[Problem to work on]:
In the data below, how many lines include the word "worn"? Give only the number.

[Exercise input]:
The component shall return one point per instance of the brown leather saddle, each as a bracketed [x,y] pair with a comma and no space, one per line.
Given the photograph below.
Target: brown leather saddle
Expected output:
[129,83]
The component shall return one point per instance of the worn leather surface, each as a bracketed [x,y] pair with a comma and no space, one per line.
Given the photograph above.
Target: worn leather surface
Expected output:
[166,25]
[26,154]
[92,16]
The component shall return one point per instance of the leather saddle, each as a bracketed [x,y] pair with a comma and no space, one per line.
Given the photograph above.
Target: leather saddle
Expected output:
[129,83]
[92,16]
--
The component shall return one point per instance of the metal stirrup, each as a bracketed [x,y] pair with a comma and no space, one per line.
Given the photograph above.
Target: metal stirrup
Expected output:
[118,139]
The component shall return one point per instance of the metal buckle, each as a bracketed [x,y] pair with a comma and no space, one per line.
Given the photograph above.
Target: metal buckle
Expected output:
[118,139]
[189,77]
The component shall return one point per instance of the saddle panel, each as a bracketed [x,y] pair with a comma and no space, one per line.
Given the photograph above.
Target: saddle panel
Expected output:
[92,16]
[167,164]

[Solution to this task]:
2